Annoying Orange: Carnage (formerly Annoying Orange: Kitchen Carnage) is a 2011 casual mobile game developed by Bottle Rocket and published by Eastedge Studios. Based on the comedy web series Annoying Orange, it was released for iOS on April 7, 2011. In the game, players throw various produce into blenders across a kitchen, earning points for each successful throw. A total score will be calculated when a time limit has been reached.

Carnage was well received by critics, expressing admiration for its simple, progressive, and addictive gameplay. Criticism and concerns drew from its repetitive use of voice clips and its graphics, including its realistic depiction of violence.

Gameplay
The objective of Carnage is to throw various produce items across a kitchen by flicks from the player, and land them in a series of blenders in a set time limit. A faster flick will result in a farther throw, and its path determines the amount of points earned, as produce bouncing from wall will earn more than a direct route to the blender. Consistently and rapidly throwing produce into a blender without missing will grant bonus points, and successfully throwing them in blenders fills a "juice meter", which if full, proceeds the player to the next level.

**What you should do:** Copy the passage of the Annoying Orange: Carnage text word for word, starting with "Carnage was well" and going on through "the next level.".

**Extracted information:**
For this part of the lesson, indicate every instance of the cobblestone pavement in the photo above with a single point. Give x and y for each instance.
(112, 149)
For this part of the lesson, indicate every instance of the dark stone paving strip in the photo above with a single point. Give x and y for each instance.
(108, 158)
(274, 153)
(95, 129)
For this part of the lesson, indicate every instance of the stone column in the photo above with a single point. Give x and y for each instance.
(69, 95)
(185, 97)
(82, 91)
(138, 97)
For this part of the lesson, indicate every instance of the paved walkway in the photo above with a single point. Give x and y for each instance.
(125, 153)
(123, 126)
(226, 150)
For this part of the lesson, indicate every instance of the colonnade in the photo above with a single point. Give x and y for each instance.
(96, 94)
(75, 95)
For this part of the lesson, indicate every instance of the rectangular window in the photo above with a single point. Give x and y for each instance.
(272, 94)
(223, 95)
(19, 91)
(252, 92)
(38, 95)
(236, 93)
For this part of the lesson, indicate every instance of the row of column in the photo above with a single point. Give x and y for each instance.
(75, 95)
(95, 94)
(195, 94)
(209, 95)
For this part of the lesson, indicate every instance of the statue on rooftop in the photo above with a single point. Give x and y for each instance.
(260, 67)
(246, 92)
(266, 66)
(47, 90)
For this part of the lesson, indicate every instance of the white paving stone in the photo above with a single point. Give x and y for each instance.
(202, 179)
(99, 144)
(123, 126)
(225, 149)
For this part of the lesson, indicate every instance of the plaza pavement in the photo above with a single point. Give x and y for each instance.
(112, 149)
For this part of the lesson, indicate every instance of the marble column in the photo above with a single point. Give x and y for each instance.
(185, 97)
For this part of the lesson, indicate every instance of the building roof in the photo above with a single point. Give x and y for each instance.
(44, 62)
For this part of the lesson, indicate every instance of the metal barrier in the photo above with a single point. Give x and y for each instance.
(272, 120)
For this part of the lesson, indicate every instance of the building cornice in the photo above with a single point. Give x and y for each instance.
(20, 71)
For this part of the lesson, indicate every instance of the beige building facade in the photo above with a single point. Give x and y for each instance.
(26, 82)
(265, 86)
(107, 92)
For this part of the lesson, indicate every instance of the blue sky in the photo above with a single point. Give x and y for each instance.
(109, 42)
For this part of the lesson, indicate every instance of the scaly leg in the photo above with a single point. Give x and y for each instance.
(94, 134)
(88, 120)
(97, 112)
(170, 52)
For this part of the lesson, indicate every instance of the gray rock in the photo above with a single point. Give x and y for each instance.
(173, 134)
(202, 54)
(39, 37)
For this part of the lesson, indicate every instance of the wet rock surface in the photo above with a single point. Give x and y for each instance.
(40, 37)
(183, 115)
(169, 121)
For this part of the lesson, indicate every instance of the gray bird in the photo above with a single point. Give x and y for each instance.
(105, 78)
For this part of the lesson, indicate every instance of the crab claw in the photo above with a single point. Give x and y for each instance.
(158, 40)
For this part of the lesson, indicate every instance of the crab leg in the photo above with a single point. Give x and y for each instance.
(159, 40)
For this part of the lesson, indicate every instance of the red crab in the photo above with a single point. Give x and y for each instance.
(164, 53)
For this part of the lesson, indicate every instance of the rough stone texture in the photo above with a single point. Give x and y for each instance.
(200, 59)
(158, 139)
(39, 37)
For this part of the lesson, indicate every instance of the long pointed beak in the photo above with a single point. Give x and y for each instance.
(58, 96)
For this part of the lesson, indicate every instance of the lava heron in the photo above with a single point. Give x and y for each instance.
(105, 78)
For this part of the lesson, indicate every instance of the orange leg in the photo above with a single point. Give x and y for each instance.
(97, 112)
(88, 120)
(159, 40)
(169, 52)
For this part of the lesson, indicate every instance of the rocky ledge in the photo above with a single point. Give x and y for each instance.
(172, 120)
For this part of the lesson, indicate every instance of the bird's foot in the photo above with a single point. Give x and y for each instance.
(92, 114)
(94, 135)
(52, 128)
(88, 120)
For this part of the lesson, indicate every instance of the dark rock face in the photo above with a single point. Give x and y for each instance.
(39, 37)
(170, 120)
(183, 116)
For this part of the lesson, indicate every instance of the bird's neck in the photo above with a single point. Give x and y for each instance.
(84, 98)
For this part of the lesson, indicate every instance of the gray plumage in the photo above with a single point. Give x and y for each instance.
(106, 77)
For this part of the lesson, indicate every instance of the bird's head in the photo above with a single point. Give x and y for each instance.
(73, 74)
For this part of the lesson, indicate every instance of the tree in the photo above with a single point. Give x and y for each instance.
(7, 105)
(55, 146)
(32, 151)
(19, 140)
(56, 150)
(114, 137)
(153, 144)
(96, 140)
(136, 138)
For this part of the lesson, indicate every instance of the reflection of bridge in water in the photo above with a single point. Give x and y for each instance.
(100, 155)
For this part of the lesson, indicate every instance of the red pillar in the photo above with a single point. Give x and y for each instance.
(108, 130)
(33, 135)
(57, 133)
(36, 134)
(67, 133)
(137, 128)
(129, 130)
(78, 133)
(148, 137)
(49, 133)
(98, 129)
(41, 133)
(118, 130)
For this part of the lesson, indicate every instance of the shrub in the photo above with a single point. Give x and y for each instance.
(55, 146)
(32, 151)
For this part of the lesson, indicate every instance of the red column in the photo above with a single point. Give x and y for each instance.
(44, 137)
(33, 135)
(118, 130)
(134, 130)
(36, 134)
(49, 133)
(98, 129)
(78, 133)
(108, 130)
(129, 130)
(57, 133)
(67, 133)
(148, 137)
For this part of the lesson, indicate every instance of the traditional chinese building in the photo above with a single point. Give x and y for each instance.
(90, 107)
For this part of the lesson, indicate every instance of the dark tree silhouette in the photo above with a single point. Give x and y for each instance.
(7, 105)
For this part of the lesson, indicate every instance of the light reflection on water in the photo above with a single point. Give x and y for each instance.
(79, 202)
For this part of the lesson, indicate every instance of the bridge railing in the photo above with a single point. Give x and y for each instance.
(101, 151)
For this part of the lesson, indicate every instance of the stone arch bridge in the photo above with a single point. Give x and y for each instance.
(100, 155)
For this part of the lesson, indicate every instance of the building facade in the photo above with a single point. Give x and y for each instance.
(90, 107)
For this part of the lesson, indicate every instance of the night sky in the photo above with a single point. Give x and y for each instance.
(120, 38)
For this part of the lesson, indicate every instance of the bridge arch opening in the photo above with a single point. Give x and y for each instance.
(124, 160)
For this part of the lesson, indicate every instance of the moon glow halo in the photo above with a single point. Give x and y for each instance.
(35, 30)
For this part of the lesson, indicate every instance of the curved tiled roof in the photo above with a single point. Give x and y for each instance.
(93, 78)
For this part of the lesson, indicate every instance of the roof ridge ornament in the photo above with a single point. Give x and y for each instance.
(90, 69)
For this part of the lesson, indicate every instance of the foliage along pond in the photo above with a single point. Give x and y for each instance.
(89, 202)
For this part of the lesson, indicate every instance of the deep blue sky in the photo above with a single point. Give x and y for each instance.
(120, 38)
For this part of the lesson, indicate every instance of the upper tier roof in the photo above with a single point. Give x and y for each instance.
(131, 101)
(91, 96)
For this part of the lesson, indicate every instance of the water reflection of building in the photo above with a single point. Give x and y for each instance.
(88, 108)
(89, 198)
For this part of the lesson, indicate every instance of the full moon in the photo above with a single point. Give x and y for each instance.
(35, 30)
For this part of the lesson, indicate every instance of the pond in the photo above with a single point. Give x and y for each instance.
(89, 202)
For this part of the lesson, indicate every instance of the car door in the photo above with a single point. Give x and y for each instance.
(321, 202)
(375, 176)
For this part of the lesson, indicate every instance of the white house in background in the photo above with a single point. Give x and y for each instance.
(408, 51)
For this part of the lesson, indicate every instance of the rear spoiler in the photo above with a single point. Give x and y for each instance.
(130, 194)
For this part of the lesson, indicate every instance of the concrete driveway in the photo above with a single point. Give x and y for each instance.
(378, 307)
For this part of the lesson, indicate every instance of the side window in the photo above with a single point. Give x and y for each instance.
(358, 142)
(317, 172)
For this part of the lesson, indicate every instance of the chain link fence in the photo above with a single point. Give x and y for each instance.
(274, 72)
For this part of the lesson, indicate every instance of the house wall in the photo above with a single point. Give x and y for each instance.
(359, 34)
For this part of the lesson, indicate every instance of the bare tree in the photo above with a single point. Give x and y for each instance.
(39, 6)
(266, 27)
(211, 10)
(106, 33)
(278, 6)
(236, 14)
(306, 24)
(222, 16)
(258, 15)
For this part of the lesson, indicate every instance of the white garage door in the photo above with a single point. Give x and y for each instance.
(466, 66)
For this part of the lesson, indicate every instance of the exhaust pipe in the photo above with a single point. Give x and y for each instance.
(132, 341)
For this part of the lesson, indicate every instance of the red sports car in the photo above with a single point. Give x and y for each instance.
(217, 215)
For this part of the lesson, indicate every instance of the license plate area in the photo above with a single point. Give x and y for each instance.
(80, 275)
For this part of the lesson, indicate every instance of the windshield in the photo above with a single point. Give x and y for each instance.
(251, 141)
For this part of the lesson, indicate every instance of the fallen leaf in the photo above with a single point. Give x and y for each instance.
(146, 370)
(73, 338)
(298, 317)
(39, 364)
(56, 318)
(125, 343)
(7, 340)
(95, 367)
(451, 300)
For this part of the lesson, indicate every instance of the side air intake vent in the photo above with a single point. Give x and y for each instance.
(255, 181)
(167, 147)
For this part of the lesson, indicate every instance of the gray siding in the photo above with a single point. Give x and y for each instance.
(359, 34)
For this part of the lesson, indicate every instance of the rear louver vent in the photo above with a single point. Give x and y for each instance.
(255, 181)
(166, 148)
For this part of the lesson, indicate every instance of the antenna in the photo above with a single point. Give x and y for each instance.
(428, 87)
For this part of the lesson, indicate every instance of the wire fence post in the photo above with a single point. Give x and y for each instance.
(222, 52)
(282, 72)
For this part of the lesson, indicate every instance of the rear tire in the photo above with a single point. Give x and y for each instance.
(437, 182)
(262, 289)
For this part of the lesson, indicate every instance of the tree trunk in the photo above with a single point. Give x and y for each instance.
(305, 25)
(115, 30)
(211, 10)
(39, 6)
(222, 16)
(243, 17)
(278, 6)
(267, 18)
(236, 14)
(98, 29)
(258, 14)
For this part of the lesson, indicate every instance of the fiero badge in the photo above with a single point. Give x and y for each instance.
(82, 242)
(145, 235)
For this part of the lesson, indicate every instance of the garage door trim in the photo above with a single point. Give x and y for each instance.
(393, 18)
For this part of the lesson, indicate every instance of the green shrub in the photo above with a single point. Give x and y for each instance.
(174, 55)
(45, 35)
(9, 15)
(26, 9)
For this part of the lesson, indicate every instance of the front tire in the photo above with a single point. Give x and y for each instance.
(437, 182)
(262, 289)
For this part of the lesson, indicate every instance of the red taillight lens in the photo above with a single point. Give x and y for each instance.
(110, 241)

**Task result:**
Carnage was well received by critics, expressing admiration for its simple, progressive, and addictive gameplay. Criticism and concerns drew from its repetitive use of voice clips and its graphics, including its realistic depiction of violence.

Gameplay
The objective of Carnage is to throw various produce items across a kitchen by flicks from the player, and land them in a series of blenders in a set time limit. A faster flick will result in a farther throw, and its path determines the amount of points earned, as produce bouncing from wall will earn more than a direct route to the blender. Consistently and rapidly throwing produce into a blender without missing will grant bonus points, and successfully throwing them in blenders fills a "juice meter", which if full, proceeds the player to the next level.